**GIVEN INSTRUCTION A:**
In the forum thread, why does the reply say it's "Test data time then"? Explain in one to three sentences.

**EXCERPT:**
Test data time then. No alternative to testing these things.

> Thank you in advance and I wish the application at work used postgresql 
> as it's backend!

OK, you've substituted and EXISTS check against a sub-query with a 
self-join. The key question of course is whether your join can return 
more than one match from "rcv_mo m" for each row in "rcv_mo o". I can't 
say without knowing more about your schema, and even then I'd want to 
test it.

--   Richard Huxton  Archonet Ltd


Re: Refactored queries needing validation of syntactic equivalence

From
Mike Adams
Date:
Richard Huxton wrote:
(quoted OP lines edited for brevity...)
> Mike Adams wrote:
...
>> I've reworked two 
>> queries (as text attachment as they are wide lines) to enhance the 
>> planner's chance of speeding up the queries (Oracle8i's).
> 
> Well, I can't say it's standard procedure to look at Oracle queries, but 
>  if you don't tell anyone I won't :-)
No prob, my lips are sealed... ;-)

It's basically generic sql sanity checking that's needed anyhow.

> 
>> I'm looking for someone to eyeball them and let me know if I've folded 
>> the sub-selects up correctly
...
>>
>> Also unfortunately, there currently aren't any issues in the database 
>> that these queries are designed to find.  All I can say for sure is 
>> (as you can see below each query) my refactored queries *at the least* 
>> return *no* data faster than the legacy queries...
> 
> Test data time then. No alternative to testing these things.

**GIVEN INSTRUCTION B:**
Please state how many lines of the records contain the string "white", with case counting. Give only the number.

**ROWS:**

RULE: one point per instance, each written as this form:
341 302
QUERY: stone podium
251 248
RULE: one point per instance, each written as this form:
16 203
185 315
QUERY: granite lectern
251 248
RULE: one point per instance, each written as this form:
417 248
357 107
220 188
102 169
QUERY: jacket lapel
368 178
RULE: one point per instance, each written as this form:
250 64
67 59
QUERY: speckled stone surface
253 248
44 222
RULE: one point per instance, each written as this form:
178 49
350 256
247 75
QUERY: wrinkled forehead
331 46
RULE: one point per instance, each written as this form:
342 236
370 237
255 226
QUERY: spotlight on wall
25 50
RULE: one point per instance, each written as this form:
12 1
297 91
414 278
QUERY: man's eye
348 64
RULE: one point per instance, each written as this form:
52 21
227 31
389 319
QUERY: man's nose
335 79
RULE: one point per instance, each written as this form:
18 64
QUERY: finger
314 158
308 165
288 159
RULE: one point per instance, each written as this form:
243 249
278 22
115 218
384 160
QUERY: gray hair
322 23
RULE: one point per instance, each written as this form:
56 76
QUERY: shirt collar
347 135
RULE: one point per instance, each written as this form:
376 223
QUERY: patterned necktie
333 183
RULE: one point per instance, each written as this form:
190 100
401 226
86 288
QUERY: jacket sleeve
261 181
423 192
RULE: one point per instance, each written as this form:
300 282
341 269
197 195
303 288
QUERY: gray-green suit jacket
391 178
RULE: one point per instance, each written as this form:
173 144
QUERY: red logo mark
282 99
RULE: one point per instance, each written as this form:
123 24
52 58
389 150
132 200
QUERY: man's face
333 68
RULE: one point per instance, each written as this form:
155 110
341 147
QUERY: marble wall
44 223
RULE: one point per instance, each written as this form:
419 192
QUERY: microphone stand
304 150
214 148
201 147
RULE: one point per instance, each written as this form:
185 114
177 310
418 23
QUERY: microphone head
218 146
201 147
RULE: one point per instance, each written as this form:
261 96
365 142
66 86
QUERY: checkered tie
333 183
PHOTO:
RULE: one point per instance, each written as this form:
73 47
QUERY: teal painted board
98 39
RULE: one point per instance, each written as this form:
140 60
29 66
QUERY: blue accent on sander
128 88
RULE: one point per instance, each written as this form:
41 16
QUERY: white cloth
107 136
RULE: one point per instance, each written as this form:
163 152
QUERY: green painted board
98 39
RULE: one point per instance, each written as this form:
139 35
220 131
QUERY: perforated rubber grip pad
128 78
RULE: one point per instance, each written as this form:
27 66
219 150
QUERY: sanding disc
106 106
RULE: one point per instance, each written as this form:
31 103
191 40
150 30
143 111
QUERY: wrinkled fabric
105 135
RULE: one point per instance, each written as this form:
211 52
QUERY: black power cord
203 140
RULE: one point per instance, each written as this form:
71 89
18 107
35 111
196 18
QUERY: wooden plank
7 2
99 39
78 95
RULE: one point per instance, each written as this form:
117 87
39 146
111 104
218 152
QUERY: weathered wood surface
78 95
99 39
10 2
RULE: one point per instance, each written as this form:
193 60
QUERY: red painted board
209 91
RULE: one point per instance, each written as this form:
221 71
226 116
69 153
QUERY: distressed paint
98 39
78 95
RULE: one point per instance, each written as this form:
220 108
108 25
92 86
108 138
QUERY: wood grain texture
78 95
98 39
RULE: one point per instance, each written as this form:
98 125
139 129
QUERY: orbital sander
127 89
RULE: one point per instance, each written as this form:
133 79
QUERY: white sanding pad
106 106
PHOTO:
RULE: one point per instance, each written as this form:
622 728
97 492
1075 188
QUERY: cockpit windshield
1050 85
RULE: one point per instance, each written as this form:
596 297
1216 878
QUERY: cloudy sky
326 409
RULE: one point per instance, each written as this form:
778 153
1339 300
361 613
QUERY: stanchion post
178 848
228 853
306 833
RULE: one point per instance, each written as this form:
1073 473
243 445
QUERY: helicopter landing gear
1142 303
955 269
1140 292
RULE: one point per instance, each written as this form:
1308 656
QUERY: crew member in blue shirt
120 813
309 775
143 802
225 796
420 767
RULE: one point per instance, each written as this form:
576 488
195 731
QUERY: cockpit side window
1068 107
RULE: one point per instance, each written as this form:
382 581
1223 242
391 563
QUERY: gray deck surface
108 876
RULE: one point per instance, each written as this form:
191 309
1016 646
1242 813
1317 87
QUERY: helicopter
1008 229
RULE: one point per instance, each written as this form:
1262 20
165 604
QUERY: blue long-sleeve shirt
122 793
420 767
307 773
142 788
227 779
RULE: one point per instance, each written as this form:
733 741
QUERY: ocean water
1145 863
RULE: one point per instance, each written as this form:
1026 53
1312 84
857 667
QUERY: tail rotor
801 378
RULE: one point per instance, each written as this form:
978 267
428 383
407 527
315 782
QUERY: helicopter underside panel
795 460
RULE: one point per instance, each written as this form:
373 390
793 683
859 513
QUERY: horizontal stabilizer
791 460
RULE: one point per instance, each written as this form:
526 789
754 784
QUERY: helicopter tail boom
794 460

**EXPECTED ANSWER A:**
The database currently holds no issues that the queries are designed to find. So the only thing that can be confirmed is that the refactored queries return no data faster than the legacy ones. Test data is needed because there is no alternative to testing whether the rewritten queries are equivalent.

**EXPECTED ANSWER B:**
2